■ **待办任务**:
从包含“of the rear”的那一行开始，到数据末尾结束（首尾两行均包括在内），将这些行全部重写一遍，其中的文字行照录不改，只把标注点的坐标按 0.35 缩放：每个坐标值乘以 0.35，再四舍五入取整（恰为 .5 时进一）。答案中不要放入图片。

■ **数据集记录**:
===============
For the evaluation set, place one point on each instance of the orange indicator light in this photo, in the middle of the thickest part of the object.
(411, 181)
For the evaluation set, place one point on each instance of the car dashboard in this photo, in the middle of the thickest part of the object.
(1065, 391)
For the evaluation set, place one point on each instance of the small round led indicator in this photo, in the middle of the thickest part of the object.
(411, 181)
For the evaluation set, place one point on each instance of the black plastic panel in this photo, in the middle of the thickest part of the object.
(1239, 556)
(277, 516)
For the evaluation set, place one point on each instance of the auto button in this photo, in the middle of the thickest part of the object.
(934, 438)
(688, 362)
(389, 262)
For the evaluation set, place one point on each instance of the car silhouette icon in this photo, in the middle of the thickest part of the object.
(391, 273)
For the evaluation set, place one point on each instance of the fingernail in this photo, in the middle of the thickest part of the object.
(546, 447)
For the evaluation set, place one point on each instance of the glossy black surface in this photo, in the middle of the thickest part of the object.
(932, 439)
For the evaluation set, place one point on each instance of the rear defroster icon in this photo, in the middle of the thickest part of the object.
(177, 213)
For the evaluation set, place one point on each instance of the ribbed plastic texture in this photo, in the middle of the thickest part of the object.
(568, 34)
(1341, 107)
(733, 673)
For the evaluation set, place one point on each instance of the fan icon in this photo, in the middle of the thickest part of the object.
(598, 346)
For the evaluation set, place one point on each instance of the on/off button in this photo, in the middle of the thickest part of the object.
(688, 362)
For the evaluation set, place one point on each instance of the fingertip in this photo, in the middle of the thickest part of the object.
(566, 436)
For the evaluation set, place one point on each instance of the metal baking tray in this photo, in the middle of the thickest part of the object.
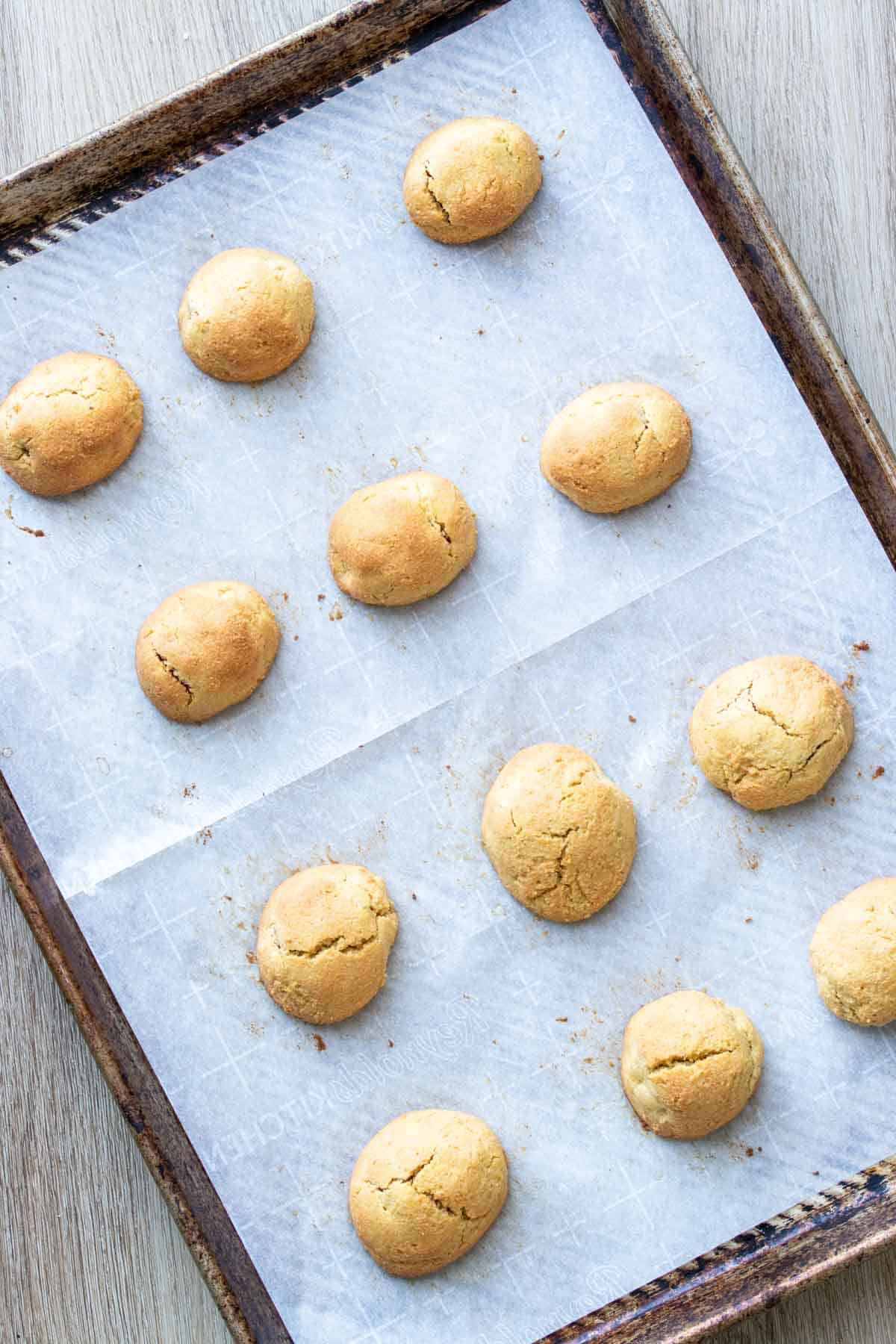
===============
■ **任务解答**:
For the evaluation set, place one point on each instance of the rear defroster icon in this photo, in the middle of the thickest part of the object.
(62, 75)
For the evaluation set, place one point on each instance of the ribbed plastic texture in this photo, in the middle of the thickest part of the object.
(199, 12)
(469, 37)
(257, 236)
For the evaluation set, place one point on each instance of the fan icon in this photo, in the middle of the thickest part of the object.
(209, 121)
For the evaluation set, place one point on each instance of the on/off button in this photo, in the middle of the thickest part of the object.
(241, 127)
For the evaluation set, place one point on each instance of the fingertip in this photo, in the middle of the thickest part of the object.
(198, 153)
For the evaluation set, place one point on each instance of the metal baking tray in this photo, in the middle of the thickest part of the object.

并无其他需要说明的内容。